[START]
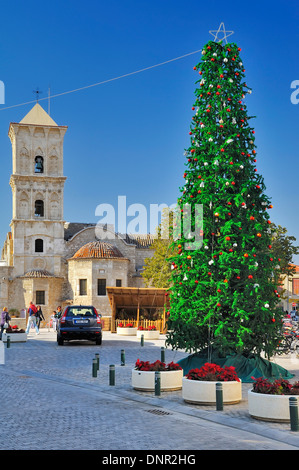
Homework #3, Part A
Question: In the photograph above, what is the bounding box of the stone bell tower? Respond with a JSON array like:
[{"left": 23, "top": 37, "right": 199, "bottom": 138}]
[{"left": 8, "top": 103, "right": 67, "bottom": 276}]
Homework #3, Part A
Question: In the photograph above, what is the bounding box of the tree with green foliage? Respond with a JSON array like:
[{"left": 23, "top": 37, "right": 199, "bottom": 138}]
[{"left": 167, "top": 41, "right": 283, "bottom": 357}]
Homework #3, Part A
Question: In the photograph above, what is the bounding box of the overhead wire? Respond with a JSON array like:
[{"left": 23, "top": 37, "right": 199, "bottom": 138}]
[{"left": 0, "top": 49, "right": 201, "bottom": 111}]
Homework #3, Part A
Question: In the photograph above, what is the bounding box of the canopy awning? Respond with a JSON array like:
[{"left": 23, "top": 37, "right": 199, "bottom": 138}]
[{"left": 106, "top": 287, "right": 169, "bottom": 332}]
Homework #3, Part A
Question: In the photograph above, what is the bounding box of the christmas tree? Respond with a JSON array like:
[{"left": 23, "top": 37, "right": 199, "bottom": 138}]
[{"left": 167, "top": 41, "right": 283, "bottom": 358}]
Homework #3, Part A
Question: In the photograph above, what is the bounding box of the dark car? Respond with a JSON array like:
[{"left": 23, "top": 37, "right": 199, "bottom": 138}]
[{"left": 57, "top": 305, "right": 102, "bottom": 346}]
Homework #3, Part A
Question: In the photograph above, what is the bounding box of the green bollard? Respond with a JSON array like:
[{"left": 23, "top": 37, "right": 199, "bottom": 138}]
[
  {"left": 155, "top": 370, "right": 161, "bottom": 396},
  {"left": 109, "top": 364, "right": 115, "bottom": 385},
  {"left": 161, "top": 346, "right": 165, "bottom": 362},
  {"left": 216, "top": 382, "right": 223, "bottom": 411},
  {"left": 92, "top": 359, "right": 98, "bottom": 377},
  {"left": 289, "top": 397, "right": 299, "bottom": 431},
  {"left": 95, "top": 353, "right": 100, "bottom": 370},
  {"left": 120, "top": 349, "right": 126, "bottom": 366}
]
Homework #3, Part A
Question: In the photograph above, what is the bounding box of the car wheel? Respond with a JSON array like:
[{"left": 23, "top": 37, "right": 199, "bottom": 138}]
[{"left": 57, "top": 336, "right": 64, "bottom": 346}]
[END]
[START]
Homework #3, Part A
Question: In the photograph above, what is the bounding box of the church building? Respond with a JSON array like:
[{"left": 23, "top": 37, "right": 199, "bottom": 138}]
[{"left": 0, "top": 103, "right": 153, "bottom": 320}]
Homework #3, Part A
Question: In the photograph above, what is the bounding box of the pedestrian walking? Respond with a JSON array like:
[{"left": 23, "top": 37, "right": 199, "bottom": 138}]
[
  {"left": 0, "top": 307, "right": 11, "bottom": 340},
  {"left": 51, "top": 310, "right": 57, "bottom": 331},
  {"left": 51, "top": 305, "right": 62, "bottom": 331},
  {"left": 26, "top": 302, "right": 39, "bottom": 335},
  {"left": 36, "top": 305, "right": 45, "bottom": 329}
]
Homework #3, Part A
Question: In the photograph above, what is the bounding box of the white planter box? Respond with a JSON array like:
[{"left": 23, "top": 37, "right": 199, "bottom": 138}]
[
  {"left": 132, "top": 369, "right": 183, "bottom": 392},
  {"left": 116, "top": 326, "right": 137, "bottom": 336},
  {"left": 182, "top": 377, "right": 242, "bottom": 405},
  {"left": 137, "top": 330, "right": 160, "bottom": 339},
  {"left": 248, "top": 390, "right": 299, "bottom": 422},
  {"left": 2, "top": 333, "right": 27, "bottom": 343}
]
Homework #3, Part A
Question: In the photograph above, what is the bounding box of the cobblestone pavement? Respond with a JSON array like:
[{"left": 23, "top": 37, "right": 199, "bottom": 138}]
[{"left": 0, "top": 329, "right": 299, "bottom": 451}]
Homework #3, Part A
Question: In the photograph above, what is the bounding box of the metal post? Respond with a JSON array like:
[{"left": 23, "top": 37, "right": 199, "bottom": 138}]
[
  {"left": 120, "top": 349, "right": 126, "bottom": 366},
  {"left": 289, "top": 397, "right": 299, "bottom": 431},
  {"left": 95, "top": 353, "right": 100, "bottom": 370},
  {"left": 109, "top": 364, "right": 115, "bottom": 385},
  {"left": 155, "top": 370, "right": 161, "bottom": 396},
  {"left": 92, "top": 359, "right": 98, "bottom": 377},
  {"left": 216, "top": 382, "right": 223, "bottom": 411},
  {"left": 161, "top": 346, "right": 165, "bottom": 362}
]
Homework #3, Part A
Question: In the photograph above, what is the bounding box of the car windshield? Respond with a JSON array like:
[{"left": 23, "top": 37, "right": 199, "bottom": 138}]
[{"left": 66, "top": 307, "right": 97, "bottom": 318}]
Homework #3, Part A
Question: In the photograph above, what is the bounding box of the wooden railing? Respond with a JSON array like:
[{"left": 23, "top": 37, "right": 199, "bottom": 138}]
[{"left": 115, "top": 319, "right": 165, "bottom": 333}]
[END]
■ Instructions to follow:
Select every line of the entries above that contains the word "tree", matching case exactly.

■ Output for this exercise:
Question: In the photograph above, what is the bounding box of the tree with green foliage? Respond with a JSON array like:
Question: In the photograph above, what is the bounding box of the christmas tree? Respond with a JSON array like:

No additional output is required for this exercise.